§ DESCRIPTION OF THE TASK: Copy out everything from the start of the data down to the line containing "40,0,106,76", including that line. Leave the pictures out of your copy.

§ RECORDS TO USE:
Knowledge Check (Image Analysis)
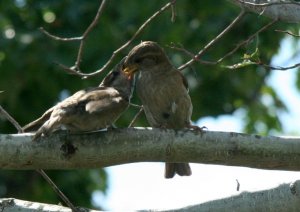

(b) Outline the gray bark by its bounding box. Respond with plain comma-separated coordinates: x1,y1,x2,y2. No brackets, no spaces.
0,128,300,171
0,181,300,212
230,0,300,23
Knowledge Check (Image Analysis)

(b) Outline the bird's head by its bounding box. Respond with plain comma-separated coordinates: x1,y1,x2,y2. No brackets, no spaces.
124,41,171,74
100,57,134,94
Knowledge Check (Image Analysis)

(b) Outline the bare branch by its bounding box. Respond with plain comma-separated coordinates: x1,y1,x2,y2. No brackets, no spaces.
78,0,176,77
39,27,82,41
178,10,245,70
275,29,300,37
0,105,23,133
230,0,300,23
128,106,144,128
36,169,79,212
40,0,176,78
75,0,106,70
0,180,300,212
0,106,77,211
170,20,278,70
216,20,277,63
0,128,300,171
256,62,300,71
40,0,106,76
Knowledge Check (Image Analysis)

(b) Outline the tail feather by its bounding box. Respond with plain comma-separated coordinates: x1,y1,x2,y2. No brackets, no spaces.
165,163,192,178
22,108,53,132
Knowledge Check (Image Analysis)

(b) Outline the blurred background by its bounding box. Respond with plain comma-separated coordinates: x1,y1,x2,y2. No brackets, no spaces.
0,0,300,209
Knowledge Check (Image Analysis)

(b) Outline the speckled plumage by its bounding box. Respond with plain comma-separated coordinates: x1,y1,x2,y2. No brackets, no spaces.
23,60,133,140
125,41,193,178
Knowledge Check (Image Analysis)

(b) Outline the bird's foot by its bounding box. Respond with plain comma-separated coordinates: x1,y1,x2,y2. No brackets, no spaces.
188,124,207,133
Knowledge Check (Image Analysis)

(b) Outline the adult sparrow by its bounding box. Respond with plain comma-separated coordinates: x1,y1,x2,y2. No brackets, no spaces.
124,41,193,178
23,59,133,140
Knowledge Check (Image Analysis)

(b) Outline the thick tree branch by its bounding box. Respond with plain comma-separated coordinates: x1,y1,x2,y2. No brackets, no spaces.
0,181,300,212
165,180,300,212
0,128,300,170
231,0,300,23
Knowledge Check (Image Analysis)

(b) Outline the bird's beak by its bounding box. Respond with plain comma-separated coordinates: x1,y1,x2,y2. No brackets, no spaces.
123,64,138,78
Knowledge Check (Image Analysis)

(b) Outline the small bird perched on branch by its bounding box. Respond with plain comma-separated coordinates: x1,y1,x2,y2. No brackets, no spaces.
124,41,201,178
23,58,133,140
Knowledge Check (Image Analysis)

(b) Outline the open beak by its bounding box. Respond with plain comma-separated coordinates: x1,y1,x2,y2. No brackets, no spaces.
123,64,138,78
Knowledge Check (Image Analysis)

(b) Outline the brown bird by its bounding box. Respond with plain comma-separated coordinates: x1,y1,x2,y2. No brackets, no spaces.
23,59,133,140
124,41,197,178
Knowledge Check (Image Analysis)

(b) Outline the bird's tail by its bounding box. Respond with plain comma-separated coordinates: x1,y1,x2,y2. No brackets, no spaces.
165,163,192,178
22,108,53,132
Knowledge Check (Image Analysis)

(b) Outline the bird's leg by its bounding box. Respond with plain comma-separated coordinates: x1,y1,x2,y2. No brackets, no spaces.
187,124,207,133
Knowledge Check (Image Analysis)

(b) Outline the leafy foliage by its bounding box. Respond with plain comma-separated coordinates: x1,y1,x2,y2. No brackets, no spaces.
0,0,300,207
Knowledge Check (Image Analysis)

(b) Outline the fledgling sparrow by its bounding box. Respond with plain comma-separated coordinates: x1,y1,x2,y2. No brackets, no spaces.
124,41,195,178
23,59,133,140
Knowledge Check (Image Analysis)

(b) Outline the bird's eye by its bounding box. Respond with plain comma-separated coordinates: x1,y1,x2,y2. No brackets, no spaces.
135,55,157,64
134,57,144,63
112,71,120,77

§ SOLUTION FOR THIS TASK:
Knowledge Check (Image Analysis)

(b) Outline the gray bark by its bounding box. Respond with plain comma-separated coordinates: x1,y1,x2,y2. No brackets, no spaces.
0,128,300,171
0,181,300,212
230,0,300,23
Knowledge Check (Image Analysis)

(b) Outline the bird's head by its bounding box. Respond with plain comma-separated coordinates: x1,y1,x2,y2. No brackets, no spaces.
124,41,171,74
100,57,134,94
Knowledge Check (Image Analysis)

(b) Outline the bare branch by its bounding box. Respond with plain comma-separated coordinates: x1,y1,x2,y2. No brackets, no spaces.
78,0,176,77
39,27,82,41
178,10,245,70
275,29,300,37
0,105,23,133
230,0,300,23
128,106,144,128
36,169,79,212
40,0,176,78
75,0,106,70
0,180,300,212
0,106,77,211
170,20,278,70
216,20,277,63
0,128,300,171
256,62,300,71
40,0,106,76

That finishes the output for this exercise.